### [Goal of the exercise]
Send back all the data below, exactly as given.

(Position identification records)

____________________

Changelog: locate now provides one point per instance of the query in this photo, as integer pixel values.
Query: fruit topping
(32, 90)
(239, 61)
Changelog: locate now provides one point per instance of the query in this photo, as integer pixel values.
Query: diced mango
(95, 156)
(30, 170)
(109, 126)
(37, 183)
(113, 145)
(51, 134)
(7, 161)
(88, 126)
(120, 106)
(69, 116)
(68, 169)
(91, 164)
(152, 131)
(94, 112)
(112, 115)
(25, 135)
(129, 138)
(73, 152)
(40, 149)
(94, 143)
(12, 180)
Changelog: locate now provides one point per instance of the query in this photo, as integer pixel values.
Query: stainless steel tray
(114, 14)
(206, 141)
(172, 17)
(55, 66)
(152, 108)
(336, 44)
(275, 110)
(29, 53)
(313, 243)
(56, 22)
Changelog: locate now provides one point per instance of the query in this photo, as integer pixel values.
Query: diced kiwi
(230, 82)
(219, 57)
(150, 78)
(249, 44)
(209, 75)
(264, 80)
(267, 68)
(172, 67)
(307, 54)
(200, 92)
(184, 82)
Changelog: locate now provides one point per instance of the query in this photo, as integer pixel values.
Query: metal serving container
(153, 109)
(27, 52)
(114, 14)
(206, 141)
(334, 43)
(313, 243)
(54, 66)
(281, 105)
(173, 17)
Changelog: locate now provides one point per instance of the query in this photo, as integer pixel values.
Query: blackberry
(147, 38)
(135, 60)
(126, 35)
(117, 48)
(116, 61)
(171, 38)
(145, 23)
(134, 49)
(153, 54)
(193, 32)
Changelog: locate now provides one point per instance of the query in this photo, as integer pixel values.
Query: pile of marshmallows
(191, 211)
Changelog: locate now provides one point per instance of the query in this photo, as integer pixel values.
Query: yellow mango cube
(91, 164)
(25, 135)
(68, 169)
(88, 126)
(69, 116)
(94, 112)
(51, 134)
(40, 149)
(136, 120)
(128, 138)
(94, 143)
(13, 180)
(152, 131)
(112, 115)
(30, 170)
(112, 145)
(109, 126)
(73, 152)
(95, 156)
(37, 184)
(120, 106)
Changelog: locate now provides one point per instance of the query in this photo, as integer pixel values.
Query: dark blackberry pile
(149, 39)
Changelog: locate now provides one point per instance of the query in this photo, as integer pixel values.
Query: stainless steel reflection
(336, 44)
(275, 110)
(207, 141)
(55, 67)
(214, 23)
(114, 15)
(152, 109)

____________________

### [In response]
Changelog: locate now provides one point per instance of the query in this photo, as integer pixel values.
Query: fruit topping
(32, 90)
(239, 61)
Changelog: locate now provides one point per instance of the query in this photo, as integer pixel values.
Query: diced mango
(95, 156)
(30, 170)
(109, 126)
(37, 183)
(113, 145)
(51, 134)
(7, 161)
(88, 126)
(120, 106)
(69, 116)
(68, 169)
(91, 164)
(152, 131)
(94, 112)
(112, 115)
(25, 135)
(129, 138)
(73, 152)
(40, 149)
(94, 143)
(12, 180)
Changelog: locate now provides one point per instance of the query in this photo, as integer pixel values.
Query: stainless steel tray
(114, 14)
(206, 141)
(172, 17)
(55, 66)
(152, 108)
(336, 44)
(275, 110)
(29, 53)
(313, 243)
(56, 22)
Changelog: locate now provides one point per instance of the query in this photo, as integer pixel values.
Query: diced kiwi
(230, 82)
(219, 57)
(150, 78)
(249, 44)
(209, 75)
(264, 80)
(267, 68)
(172, 67)
(307, 54)
(200, 92)
(184, 82)
Changelog: locate now provides one point per instance of the query in this photo, as integer pixel values.
Query: metal serving container
(153, 109)
(27, 52)
(114, 14)
(206, 141)
(334, 43)
(313, 243)
(54, 66)
(281, 105)
(173, 17)
Changelog: locate now provides one point per instance of the query in this photo, as integer pixel values.
Query: blackberry
(147, 38)
(135, 60)
(126, 35)
(117, 48)
(116, 61)
(171, 38)
(145, 23)
(134, 49)
(153, 54)
(193, 32)
Changelog: locate now provides one point per instance of the query in this photo, as integer pixel values.
Query: pile of marshmallows
(191, 211)
Changelog: locate now provides one point per instance of the query in this photo, as integer pixel values.
Query: yellow mango cube
(91, 164)
(25, 135)
(68, 169)
(88, 126)
(69, 116)
(94, 112)
(51, 134)
(40, 149)
(136, 120)
(128, 138)
(94, 143)
(13, 180)
(152, 131)
(112, 115)
(30, 170)
(112, 145)
(109, 126)
(73, 152)
(95, 156)
(37, 184)
(120, 106)
Changelog: locate now provides one point per instance of the query in this photo, as integer pixel values.
Query: dark blackberry pile
(149, 39)
Changelog: locate now provides one point per instance of the query in this photo, as integer pixel values.
Query: stainless steel reflection
(336, 44)
(275, 110)
(207, 141)
(55, 67)
(214, 23)
(114, 15)
(152, 109)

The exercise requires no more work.